YOUR INSTRUCTIONS →
Please write out exactly the lines that begin at the line containing "Locate every instance of the respirator" and run to the end of the records.

===== DATASET EXCERPTS =====

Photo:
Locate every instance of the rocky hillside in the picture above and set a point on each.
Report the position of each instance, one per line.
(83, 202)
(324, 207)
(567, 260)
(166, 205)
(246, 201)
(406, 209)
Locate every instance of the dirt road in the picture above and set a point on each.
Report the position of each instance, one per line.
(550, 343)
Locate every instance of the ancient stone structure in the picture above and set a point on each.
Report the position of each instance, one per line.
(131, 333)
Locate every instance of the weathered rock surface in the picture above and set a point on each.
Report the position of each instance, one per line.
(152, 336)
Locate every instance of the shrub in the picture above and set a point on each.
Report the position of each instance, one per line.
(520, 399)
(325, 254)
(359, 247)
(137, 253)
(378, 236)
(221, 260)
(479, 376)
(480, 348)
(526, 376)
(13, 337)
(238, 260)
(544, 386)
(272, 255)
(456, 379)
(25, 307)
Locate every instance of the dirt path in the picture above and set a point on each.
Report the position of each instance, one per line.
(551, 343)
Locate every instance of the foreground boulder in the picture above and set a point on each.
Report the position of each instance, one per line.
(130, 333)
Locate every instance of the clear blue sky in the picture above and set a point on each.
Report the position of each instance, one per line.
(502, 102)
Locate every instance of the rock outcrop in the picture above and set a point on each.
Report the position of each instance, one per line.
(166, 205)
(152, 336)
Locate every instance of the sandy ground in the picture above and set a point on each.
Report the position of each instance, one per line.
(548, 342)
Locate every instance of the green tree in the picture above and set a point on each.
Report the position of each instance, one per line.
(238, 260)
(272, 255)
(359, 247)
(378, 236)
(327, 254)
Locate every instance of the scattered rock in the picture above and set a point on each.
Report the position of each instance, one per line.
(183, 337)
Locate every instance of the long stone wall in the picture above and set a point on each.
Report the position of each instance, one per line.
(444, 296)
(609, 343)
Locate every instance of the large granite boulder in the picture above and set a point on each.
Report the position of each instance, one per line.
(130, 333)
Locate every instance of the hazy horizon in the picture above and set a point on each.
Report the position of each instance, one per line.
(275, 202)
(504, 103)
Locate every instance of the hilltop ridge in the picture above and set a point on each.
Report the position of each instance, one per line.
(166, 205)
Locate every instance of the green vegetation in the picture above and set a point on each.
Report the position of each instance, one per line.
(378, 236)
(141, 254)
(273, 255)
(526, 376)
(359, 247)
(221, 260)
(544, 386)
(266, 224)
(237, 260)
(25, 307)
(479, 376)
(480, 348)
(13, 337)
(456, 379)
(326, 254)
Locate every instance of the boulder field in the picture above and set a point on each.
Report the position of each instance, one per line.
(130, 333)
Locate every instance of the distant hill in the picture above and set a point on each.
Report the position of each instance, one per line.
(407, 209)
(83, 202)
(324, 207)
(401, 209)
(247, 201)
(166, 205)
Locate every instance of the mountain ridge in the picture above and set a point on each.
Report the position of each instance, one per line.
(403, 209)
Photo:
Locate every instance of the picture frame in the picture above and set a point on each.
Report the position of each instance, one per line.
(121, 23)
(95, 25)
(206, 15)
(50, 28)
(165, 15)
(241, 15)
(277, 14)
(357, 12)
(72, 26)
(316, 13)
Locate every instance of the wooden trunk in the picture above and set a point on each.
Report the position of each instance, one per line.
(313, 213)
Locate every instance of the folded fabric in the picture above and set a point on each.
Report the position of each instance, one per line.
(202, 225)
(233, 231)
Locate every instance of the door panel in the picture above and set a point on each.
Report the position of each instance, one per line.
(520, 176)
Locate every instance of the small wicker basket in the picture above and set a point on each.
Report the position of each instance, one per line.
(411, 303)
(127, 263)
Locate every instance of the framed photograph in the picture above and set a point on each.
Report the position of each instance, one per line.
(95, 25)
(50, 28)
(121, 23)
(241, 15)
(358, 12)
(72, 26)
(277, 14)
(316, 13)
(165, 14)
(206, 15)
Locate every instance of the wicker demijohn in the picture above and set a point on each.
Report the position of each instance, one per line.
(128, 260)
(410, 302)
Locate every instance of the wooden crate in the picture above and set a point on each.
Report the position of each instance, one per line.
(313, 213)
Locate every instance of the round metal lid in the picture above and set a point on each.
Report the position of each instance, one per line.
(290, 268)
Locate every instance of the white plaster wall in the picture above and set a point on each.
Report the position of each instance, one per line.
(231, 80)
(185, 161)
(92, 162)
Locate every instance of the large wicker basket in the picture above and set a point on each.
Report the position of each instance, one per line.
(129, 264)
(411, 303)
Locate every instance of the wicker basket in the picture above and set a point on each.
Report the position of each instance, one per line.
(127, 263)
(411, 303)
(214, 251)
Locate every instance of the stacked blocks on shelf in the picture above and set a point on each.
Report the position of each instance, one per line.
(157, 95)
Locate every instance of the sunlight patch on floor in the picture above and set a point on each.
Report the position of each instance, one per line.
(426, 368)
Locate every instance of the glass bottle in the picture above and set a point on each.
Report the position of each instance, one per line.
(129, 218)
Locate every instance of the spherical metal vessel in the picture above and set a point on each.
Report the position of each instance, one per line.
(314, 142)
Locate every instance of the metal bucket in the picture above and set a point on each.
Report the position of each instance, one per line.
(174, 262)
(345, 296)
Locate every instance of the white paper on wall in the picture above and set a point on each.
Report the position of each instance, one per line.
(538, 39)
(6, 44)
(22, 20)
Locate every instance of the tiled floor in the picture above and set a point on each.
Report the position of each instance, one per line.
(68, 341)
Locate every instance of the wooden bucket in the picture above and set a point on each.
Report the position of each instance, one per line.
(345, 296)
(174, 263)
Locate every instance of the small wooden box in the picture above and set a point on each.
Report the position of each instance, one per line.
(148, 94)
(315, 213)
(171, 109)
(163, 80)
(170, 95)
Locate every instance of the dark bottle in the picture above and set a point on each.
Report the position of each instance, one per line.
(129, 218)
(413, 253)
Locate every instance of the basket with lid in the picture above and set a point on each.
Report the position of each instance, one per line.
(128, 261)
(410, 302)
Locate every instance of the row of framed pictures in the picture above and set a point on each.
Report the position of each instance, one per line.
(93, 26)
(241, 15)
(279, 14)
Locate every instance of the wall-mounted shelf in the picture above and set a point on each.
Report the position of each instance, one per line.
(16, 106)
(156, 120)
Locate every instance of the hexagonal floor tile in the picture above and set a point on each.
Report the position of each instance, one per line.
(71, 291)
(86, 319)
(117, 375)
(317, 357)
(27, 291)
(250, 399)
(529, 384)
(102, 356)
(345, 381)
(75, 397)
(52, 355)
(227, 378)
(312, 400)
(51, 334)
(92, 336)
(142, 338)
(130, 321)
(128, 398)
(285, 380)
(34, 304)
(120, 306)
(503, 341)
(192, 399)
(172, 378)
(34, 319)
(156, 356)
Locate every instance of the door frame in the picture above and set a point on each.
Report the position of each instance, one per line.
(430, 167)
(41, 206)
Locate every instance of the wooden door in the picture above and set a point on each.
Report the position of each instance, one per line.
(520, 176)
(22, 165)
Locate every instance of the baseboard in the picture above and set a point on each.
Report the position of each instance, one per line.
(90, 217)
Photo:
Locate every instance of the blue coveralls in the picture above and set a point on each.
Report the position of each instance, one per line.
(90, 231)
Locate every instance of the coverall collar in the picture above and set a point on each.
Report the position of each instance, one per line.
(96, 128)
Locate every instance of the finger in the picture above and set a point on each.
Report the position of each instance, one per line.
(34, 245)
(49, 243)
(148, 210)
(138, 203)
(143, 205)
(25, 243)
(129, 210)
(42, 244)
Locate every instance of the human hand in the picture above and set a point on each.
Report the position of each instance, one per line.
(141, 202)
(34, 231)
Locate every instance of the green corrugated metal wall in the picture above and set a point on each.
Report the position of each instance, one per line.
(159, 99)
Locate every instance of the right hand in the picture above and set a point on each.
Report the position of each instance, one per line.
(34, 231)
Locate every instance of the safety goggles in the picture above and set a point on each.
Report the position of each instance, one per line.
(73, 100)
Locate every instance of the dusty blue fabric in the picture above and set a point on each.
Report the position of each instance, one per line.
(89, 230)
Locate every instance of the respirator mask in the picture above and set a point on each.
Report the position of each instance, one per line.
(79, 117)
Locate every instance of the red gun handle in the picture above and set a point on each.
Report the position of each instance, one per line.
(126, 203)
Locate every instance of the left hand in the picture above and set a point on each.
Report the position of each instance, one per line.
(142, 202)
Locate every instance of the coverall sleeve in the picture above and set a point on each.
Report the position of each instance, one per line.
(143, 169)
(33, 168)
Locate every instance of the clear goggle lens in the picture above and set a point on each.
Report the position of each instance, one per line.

=====

EXERCISE RESULT →
Locate every instance of the respirator mask in the picture above and set a point on each.
Report the position of each instance, one per line.
(79, 117)
Locate every instance of the red gun handle in the picture above and set a point on each.
Report the position of each instance, one per line.
(126, 203)
Locate every instance of the left hand in the picture above and set a point on each.
Report the position of each instance, one per line.
(142, 202)
Locate every instance of the coverall sleeve in the picture above and set a point on each.
Report the position of each instance, one per line.
(143, 169)
(33, 168)
Locate every instance of the clear goggle lens in the picture above and set a point on each.
Report the position of each instance, one per line.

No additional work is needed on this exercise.